▶ STATED PROBLEM: Output the lines starting with the line containing "Where can the dark jacket" and going on through the line containing "pixel 154 277" as a two-column CSV with the headers item and value. Put the first of those lines in item and the remaining ones in value, enclosing each field in quotation marks and turning line breaks into spaces.

(Records from a data source)
━━━━━━━━━━━━━━━━━━━━━━━━━━━━━━
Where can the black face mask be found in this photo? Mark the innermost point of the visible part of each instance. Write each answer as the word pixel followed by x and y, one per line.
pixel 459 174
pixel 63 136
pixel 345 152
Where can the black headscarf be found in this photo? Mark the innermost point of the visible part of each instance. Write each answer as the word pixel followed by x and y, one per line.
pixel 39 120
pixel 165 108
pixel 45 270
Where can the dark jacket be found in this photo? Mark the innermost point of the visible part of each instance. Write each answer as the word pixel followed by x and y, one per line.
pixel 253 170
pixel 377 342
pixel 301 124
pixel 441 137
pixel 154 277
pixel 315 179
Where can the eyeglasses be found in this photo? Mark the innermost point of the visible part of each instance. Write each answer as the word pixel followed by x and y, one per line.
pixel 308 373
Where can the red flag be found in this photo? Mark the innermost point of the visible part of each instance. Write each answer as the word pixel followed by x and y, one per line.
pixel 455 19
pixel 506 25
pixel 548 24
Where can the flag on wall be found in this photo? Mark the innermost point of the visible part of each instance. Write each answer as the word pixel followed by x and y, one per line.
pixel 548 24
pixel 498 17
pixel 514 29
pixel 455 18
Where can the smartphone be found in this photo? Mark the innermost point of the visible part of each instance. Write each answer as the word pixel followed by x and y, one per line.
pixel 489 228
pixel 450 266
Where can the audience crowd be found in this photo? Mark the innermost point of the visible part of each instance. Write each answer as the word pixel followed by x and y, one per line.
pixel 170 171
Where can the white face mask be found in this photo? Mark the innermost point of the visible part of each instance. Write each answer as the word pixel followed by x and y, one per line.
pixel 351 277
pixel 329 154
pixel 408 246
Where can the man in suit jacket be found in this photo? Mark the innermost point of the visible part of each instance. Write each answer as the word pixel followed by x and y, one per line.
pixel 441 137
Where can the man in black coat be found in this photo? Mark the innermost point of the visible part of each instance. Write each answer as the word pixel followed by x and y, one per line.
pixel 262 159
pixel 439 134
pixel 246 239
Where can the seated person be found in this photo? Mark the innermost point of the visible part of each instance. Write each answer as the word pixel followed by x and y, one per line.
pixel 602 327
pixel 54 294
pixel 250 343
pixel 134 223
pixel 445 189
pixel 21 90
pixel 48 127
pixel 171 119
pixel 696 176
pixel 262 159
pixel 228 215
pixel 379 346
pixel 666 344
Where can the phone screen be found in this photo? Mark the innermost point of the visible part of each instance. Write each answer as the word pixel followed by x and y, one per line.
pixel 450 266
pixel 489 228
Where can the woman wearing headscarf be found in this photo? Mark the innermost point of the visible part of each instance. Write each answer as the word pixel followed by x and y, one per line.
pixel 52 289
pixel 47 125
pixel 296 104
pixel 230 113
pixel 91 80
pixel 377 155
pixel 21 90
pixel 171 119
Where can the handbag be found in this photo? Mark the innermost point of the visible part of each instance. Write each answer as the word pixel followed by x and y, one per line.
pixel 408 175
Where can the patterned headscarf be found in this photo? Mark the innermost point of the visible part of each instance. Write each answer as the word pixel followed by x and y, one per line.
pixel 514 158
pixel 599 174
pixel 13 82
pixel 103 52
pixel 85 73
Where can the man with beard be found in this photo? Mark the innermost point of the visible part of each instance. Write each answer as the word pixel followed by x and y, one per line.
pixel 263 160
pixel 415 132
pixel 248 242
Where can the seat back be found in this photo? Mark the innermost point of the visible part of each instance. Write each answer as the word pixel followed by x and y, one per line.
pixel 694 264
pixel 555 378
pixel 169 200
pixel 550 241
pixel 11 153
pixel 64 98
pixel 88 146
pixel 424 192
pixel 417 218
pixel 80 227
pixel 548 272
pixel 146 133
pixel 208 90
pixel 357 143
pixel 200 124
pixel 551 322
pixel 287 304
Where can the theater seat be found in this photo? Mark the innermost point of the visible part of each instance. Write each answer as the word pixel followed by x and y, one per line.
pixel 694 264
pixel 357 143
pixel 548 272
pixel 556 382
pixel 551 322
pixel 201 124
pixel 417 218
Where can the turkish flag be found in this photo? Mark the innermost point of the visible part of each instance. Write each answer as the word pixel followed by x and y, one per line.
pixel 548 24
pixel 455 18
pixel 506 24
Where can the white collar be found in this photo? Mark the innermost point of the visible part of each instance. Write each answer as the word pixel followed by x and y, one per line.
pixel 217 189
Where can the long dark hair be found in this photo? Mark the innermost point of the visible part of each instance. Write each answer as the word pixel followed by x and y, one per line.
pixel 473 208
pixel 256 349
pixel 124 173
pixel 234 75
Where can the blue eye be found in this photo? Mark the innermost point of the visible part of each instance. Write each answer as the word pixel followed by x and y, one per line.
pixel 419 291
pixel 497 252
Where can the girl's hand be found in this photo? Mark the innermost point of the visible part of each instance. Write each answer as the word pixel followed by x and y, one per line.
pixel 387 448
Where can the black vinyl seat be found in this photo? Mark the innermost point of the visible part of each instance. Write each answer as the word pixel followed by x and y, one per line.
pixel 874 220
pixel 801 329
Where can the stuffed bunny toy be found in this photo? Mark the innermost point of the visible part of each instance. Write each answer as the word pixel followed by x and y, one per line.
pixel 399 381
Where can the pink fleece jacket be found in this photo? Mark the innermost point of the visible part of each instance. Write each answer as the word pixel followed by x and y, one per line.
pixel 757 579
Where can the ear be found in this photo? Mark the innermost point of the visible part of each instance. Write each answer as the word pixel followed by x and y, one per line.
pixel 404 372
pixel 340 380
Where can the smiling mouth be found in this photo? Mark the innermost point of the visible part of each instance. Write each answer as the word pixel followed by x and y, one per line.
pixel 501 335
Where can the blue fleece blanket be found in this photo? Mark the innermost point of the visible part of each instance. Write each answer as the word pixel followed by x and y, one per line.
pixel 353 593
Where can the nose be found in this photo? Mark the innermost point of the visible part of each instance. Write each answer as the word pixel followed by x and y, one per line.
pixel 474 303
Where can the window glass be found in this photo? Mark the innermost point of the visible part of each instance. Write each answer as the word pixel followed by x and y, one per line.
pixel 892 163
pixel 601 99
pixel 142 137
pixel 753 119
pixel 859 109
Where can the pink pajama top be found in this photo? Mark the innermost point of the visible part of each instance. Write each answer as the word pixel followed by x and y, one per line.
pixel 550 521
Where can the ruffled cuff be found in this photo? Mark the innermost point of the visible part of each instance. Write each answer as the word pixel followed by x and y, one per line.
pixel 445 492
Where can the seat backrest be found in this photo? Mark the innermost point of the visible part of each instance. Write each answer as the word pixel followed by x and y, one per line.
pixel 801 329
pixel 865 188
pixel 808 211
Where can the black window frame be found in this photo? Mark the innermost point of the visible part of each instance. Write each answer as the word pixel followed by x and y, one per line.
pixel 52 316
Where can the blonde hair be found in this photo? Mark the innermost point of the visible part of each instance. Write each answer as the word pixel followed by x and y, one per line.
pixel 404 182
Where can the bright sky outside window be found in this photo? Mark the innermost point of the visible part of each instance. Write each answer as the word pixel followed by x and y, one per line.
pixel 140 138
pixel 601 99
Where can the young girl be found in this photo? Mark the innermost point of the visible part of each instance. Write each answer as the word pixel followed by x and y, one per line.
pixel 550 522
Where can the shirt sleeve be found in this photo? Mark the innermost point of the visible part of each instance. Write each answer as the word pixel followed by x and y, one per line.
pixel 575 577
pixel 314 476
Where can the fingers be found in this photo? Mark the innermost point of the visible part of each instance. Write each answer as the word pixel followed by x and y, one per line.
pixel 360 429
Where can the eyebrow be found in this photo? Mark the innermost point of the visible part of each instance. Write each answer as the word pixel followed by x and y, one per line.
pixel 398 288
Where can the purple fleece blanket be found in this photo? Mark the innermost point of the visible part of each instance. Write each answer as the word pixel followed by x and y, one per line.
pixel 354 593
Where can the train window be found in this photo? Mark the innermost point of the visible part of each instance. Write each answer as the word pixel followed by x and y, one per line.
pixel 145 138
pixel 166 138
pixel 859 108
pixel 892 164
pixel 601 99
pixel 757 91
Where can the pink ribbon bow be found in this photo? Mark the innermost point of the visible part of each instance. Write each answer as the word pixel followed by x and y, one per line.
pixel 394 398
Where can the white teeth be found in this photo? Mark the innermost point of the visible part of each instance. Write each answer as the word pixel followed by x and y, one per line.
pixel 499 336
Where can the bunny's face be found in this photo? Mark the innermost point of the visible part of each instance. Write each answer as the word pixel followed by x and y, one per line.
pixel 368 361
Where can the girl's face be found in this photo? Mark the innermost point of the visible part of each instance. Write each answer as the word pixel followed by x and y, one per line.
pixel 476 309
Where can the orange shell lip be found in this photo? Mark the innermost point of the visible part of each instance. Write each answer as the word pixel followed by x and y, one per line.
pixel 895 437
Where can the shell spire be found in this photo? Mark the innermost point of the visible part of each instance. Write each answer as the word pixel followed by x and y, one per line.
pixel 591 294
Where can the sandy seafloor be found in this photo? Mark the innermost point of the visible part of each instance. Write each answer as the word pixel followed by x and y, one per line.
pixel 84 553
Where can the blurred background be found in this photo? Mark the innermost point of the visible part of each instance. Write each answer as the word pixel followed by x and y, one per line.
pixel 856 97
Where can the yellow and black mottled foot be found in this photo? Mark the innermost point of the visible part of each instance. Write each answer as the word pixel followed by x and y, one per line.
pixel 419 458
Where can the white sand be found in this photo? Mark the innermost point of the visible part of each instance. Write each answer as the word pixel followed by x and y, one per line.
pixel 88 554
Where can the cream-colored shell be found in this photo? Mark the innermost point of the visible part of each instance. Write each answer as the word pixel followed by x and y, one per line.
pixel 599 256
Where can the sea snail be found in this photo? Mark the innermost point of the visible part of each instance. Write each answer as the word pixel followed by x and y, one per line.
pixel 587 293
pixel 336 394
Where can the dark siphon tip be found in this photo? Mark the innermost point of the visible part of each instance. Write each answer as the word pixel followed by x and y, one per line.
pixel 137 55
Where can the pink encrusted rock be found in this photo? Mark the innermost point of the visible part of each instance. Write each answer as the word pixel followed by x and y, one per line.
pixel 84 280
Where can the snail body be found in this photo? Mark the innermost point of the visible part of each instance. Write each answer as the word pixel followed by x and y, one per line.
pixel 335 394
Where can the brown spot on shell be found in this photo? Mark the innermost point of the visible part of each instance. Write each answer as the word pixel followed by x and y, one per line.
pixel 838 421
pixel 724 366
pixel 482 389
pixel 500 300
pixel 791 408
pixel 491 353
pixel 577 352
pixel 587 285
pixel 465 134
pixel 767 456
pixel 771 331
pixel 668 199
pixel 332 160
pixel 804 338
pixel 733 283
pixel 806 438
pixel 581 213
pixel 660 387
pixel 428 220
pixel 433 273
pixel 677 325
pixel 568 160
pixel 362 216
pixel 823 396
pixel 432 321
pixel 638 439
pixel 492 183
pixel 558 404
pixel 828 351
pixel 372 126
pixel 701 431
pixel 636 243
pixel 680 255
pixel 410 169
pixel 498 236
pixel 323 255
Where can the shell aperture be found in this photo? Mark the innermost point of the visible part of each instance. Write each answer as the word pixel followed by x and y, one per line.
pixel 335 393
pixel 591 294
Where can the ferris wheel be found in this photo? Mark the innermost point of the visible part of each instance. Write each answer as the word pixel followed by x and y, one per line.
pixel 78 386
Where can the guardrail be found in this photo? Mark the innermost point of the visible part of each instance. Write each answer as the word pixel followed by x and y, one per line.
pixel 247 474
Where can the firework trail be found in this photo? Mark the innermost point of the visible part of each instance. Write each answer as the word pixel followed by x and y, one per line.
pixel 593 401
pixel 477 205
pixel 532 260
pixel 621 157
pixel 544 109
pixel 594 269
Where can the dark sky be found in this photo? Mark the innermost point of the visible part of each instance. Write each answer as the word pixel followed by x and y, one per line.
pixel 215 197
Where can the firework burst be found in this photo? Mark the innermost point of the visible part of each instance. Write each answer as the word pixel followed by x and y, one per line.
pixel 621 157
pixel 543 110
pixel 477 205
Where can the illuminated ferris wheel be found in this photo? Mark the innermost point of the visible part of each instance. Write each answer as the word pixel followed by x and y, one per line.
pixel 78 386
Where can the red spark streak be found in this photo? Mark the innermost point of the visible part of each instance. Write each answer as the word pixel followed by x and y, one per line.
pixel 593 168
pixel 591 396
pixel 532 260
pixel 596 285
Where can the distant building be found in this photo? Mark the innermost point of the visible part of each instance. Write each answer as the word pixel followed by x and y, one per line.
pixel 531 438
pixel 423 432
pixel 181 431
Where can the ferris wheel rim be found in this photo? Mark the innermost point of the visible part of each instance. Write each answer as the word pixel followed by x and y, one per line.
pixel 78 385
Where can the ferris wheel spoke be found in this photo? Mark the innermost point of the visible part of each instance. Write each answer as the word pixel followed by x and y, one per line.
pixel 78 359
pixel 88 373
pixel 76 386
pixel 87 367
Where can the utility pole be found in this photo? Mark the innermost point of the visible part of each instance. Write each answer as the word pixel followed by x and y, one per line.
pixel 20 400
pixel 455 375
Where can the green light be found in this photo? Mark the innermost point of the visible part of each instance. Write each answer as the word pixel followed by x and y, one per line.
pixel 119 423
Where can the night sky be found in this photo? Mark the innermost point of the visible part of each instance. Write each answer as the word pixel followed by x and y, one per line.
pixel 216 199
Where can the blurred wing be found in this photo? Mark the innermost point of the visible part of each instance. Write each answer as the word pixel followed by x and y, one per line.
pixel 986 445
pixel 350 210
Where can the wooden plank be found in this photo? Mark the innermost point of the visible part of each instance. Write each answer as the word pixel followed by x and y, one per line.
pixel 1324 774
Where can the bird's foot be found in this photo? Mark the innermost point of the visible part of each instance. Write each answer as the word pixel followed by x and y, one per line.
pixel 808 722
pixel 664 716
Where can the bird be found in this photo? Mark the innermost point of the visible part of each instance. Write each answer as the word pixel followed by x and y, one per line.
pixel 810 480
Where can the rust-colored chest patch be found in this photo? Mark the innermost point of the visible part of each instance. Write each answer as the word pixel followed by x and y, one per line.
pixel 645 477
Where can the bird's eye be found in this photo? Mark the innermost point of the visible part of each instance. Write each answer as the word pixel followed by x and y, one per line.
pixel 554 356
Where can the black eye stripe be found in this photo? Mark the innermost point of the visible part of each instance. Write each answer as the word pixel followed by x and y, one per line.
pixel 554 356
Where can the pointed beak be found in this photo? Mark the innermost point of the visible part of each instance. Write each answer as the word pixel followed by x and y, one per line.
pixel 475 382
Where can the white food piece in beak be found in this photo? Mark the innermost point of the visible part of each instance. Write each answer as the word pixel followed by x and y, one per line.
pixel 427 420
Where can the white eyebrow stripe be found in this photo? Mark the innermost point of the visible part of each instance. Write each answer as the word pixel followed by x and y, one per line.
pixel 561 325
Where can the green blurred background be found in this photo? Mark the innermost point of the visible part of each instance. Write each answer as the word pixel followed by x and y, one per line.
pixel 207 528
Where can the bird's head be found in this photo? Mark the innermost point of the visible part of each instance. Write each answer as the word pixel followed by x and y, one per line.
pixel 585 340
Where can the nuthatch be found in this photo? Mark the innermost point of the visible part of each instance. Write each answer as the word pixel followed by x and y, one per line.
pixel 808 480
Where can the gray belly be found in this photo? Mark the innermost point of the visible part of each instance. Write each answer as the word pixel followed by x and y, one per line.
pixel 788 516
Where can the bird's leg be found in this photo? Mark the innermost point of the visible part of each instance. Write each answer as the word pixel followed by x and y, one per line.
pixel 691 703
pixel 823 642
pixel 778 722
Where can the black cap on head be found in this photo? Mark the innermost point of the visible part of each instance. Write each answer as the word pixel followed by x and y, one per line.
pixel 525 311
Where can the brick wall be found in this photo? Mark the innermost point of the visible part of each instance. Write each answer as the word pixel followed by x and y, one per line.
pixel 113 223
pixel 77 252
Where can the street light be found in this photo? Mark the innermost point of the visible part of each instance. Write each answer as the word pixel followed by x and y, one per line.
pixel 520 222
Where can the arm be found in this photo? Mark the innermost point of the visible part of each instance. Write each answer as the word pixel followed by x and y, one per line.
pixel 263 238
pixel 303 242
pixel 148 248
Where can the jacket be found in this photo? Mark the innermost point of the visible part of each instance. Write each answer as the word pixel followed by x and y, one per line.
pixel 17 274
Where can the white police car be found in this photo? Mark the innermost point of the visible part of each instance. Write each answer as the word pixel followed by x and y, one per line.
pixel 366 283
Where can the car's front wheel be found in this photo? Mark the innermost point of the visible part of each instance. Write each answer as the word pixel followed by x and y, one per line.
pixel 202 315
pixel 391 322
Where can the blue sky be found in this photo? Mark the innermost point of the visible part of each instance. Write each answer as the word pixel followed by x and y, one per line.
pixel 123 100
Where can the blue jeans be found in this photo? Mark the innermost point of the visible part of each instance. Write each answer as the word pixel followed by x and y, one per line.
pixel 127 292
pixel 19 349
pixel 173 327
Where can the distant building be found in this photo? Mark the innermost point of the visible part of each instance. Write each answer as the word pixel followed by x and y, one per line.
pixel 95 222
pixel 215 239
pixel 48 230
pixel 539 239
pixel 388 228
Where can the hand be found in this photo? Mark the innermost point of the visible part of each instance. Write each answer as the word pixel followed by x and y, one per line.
━━━━━━━━━━━━━━━━━━━━━━━━━━━━━━
▶ RESPONSE TO THIS TASK:
item,value
"Where can the dark jacket be found in this photo? Mark the innermost point of the visible part of each instance. Write each answer as the word pixel followed by x and y, one per line.","pixel 253 170 pixel 377 342 pixel 301 124 pixel 441 137 pixel 154 277"